ÉNONCÉ A -
Pour chacune des affirmations suivantes, indiquez si le texte source la confirme, puis citez mot pour mot le passage qui tranche : (i) jusqu’en 2021, les discours de Jerome Powell à Jackson Hole faisaient en moyenne 17 pages ; (ii) cette année, son discours comptait dix pages ; (iii) Powell qualifie de conditionnelle la responsabilité d’assurer la stabilité des prix.

TEXTE SOURCE -
Le nouveau sens du « quoi qu’il en coûte »

par William De Vijlder, Group Chief Economist chez BNP Paribas 

Quand on prononce un discours, mieux vaut être concis pour être facilement compris. Depuis sa prise de fonction à la tête de la Réserve fédérale américaine et jusqu’en 2021, les discours de Jerome Powell, au symposium annuel Jackson Hole, faisaient en moyenne 17 pages. Cette année, il s’est limité à six pages (graphique 1) et le ton a été donné dès le début : « Aujourd’hui, mes propos seront plus courts, mieux ciblés et mon message plus direct. »[1] Et son message pouvait difficilement être plus clair : «  Notre responsabilité d’assurer la stabilité des prix est inconditionnelle. » Cela signifie que la politique monétaire devra être resserrée, autant et aussi longtemps que nécessaire.

DONNÉES AFFICHÉES -

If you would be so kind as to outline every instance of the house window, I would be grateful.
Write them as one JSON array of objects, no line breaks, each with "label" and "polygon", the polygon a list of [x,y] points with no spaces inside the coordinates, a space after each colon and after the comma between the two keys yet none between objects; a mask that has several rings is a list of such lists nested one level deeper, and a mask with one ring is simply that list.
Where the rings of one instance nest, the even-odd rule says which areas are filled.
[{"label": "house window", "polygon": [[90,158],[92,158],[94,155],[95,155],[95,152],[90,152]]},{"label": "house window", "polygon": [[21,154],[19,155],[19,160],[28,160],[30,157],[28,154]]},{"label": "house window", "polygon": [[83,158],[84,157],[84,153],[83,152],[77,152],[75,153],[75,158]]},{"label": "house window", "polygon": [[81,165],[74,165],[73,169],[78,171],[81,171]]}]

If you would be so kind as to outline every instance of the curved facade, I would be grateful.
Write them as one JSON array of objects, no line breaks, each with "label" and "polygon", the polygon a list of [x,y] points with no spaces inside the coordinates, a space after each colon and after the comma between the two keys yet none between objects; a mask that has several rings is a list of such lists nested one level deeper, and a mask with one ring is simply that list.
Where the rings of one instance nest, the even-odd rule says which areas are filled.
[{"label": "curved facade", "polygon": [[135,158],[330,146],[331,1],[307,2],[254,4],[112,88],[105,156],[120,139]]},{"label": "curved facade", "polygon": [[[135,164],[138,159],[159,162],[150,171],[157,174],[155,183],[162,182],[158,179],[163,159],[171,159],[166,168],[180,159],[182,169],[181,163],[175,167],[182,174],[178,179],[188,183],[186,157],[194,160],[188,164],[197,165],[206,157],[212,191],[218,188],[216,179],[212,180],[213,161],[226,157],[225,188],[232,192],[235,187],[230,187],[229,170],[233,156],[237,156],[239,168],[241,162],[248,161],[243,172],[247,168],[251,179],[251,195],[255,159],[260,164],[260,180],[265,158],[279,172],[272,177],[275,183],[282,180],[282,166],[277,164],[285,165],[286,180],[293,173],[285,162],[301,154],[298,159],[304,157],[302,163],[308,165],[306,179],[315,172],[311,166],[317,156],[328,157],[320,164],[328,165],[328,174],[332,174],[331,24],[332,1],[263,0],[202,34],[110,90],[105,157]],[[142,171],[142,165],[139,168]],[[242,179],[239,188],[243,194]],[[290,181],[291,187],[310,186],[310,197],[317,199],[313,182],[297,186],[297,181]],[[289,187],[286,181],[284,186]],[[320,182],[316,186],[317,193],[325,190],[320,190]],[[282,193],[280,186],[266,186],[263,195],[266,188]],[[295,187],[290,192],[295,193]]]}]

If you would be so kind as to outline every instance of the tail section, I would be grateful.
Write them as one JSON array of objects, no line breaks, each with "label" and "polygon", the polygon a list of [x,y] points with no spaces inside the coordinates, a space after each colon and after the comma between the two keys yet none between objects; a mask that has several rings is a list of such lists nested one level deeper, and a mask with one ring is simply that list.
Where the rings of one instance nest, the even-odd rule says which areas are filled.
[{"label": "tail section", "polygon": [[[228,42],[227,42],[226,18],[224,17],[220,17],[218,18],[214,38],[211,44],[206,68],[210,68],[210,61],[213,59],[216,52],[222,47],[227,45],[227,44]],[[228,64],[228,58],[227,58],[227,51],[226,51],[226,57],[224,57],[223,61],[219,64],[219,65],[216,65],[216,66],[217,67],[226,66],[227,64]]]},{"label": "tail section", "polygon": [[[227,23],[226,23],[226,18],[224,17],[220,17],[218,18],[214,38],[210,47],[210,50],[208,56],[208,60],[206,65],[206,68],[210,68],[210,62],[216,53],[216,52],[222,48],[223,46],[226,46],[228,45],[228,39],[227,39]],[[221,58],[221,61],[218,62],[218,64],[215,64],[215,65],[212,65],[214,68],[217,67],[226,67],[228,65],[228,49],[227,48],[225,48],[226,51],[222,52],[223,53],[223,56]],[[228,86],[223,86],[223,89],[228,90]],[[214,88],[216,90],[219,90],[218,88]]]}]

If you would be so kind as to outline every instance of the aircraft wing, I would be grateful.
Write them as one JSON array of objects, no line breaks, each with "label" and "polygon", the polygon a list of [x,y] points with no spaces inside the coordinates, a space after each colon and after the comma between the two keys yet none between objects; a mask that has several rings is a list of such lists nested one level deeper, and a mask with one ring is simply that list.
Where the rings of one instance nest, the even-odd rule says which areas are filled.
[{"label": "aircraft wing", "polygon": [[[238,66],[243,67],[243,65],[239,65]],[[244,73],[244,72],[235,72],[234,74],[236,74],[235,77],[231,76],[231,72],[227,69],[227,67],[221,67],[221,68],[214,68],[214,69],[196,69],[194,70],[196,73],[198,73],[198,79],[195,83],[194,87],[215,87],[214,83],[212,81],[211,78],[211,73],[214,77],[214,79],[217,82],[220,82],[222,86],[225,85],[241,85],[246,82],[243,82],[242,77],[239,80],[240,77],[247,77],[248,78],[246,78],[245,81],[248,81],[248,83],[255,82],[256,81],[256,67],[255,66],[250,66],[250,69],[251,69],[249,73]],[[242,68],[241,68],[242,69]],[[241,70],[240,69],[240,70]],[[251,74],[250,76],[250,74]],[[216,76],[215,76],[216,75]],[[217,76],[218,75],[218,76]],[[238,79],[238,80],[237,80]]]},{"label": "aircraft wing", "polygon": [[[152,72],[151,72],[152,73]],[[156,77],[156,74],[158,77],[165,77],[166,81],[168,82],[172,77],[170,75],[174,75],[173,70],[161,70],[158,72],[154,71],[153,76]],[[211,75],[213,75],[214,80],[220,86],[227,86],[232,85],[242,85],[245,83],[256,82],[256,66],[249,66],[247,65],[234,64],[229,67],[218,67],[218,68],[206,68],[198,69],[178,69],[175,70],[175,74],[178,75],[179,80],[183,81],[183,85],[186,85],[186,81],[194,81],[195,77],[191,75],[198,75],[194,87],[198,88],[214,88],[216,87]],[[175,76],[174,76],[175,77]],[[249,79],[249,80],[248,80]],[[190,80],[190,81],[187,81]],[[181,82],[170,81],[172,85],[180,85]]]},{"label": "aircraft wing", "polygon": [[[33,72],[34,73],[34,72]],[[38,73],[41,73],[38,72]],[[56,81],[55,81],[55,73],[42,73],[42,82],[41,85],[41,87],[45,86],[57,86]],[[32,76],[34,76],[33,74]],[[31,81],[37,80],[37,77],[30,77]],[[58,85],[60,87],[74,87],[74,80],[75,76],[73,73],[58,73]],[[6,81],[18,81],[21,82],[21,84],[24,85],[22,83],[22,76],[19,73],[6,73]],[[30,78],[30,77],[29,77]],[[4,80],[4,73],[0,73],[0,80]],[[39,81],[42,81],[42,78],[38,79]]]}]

ÉNONCÉ B -
Relevez chaque ligne des entrées qui contient le mot « outline », en tenant compte de la casse.

RÉPONSE CORRECTE A -
(i) Oui : « faisaient en moyenne 17 pages ».
(ii) Non : « il s’est limité à six pages ».
(iii) Non : « Notre responsabilité d’assurer la stabilité des prix est inconditionnelle. »

RÉPONSE CORRECTE B -
If you would be so kind as to outline every instance of the house window, I would be grateful.
If you would be so kind as to outline every instance of the curved facade, I would be grateful.
If you would be so kind as to outline every instance of the tail section, I would be grateful.
If you would be so kind as to outline every instance of the aircraft wing, I would be grateful.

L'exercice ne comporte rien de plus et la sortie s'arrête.